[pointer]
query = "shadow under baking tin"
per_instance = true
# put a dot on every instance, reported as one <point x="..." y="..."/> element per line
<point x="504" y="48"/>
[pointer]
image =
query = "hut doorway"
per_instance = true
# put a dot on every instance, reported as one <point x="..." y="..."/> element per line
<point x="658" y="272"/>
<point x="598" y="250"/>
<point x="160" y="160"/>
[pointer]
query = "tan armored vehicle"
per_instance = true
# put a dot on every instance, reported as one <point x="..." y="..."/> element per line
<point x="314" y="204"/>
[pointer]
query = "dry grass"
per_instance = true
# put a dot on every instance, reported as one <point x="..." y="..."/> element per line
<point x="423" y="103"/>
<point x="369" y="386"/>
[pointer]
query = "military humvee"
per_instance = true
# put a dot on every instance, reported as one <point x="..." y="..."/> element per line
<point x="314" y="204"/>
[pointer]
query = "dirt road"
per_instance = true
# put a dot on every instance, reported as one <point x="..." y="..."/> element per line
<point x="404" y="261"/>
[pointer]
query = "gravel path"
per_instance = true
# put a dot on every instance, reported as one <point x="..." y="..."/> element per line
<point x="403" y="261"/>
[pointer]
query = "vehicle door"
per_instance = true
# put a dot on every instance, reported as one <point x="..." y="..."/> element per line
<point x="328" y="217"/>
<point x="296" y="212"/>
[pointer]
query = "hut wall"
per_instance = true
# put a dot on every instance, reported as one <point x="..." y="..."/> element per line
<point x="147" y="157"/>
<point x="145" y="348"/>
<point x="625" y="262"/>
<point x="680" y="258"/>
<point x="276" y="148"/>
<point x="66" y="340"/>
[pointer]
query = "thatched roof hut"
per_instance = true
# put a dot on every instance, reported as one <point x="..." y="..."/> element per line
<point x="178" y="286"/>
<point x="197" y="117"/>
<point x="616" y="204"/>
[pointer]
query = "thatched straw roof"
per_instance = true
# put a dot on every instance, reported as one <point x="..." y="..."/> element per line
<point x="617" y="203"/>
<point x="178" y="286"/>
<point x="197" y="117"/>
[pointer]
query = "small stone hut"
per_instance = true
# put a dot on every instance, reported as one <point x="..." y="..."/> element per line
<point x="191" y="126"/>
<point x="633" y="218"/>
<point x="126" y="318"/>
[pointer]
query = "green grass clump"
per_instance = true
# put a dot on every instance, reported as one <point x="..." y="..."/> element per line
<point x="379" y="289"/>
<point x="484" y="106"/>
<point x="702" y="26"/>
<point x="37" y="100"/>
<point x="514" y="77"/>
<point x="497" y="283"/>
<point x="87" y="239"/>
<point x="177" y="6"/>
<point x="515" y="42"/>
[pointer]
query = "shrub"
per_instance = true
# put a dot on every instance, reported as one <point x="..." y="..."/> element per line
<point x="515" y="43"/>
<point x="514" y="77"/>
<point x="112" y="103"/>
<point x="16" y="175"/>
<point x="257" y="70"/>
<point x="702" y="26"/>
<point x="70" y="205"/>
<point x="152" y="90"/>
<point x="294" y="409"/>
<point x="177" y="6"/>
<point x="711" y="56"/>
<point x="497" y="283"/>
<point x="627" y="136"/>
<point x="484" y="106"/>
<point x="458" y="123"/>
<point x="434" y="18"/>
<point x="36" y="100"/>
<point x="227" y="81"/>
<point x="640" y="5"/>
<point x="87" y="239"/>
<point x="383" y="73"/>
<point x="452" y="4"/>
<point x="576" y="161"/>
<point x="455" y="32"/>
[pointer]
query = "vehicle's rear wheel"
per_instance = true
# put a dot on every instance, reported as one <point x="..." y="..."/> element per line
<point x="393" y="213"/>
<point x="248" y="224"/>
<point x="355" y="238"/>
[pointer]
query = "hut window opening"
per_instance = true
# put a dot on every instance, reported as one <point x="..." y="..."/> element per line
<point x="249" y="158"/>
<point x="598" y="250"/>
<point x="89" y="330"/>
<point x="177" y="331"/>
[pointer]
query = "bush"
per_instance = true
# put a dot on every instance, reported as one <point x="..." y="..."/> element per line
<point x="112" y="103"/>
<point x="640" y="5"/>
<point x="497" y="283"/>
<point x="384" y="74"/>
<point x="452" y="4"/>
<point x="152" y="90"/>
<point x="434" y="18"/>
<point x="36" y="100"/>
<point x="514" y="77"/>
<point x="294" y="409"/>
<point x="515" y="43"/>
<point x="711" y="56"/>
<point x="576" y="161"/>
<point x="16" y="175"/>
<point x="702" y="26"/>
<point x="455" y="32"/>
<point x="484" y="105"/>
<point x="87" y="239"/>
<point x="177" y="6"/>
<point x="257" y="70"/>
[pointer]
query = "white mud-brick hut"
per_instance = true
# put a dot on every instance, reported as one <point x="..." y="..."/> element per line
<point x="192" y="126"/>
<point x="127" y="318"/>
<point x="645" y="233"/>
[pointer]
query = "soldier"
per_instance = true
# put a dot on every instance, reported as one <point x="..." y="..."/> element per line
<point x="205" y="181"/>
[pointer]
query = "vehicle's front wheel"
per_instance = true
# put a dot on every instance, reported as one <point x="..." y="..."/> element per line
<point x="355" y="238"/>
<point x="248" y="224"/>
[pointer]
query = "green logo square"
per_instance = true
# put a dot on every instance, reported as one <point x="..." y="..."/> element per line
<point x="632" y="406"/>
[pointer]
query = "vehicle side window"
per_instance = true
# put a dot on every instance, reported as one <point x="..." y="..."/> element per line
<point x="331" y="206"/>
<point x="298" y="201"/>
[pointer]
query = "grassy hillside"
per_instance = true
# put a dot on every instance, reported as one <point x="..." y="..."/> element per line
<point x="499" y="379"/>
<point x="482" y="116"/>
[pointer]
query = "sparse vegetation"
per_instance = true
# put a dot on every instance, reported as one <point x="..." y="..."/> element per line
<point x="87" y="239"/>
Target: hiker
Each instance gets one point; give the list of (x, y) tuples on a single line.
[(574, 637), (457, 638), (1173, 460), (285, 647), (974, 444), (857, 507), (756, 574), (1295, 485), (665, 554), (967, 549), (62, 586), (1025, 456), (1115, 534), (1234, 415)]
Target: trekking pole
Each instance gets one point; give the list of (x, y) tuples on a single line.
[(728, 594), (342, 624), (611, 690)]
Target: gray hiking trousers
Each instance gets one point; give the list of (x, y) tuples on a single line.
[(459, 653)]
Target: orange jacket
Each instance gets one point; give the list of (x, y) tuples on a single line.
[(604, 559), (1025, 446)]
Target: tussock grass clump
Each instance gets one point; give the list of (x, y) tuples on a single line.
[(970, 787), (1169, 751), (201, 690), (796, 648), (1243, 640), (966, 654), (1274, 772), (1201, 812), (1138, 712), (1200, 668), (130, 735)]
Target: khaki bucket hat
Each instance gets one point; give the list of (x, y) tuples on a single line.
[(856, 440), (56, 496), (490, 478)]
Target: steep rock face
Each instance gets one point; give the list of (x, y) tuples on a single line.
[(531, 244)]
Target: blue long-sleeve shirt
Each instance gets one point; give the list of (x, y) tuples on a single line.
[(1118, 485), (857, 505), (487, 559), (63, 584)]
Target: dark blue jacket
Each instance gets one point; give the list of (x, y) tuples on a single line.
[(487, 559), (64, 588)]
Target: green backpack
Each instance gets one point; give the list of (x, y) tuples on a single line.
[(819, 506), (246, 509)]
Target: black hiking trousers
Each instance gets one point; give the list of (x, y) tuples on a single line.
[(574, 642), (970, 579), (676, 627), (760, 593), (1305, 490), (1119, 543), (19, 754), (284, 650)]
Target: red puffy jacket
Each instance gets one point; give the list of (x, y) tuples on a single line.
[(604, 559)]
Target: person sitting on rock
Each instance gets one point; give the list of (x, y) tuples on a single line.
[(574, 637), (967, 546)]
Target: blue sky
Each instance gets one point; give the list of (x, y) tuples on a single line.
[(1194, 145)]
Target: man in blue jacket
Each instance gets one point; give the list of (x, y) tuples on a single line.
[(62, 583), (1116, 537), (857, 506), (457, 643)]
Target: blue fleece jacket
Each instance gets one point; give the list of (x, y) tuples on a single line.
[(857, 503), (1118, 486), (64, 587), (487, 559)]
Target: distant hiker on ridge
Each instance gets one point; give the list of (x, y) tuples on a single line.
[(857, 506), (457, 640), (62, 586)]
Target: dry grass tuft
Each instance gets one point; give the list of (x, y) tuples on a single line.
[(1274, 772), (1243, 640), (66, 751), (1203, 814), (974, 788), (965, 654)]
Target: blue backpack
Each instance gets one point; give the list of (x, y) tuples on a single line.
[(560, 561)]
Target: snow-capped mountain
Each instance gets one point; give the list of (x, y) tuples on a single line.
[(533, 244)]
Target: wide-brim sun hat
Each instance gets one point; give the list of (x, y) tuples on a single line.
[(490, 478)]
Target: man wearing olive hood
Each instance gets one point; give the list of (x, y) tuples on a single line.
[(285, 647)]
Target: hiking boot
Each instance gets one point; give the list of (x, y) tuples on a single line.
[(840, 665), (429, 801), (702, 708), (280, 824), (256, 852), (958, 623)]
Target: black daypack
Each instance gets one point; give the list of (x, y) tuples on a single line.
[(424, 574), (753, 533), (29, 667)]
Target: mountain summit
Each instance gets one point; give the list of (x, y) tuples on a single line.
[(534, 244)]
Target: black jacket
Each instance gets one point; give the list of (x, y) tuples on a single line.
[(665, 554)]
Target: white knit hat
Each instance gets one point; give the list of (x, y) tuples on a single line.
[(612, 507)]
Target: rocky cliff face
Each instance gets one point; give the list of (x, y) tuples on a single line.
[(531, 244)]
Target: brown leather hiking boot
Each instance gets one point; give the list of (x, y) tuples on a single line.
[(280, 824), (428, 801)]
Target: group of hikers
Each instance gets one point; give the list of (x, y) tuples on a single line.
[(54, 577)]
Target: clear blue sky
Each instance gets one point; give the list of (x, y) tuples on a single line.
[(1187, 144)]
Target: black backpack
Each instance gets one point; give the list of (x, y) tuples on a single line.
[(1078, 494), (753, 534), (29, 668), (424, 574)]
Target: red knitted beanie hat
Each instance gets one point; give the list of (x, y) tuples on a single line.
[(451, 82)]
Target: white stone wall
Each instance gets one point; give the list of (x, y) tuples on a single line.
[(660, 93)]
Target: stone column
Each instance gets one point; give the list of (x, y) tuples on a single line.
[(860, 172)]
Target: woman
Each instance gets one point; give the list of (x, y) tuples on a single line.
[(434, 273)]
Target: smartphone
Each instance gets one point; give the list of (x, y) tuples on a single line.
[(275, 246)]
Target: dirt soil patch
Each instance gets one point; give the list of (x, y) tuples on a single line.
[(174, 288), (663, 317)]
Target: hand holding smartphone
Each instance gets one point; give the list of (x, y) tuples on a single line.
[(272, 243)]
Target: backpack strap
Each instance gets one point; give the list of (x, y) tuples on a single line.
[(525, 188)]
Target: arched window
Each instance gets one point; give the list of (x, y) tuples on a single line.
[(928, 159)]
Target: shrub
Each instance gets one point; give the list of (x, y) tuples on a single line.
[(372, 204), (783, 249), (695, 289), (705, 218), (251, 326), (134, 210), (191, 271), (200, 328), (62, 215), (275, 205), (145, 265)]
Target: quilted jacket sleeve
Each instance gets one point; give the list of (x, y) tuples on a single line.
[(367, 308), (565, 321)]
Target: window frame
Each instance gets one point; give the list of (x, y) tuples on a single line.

*Task goal*. Rewrite the material between the lines holding "Target: clear blue sky" and "[(451, 82)]", inclusive, with "black backpack" changed to "dark rucksack" and everything else left unchanged.

*Result of the task*.
Target: clear blue sky
Each instance gets one point; give the list of (x, y) tuples on a single line.
[(1187, 144)]
Target: dark rucksack
Each instance gets one point; give the list of (x, y) tuples on a single line.
[(1078, 494), (753, 534), (29, 668), (424, 574)]
Target: red knitted beanie hat
Each instance gets one point; give the list of (x, y) tuples on a single line.
[(451, 82)]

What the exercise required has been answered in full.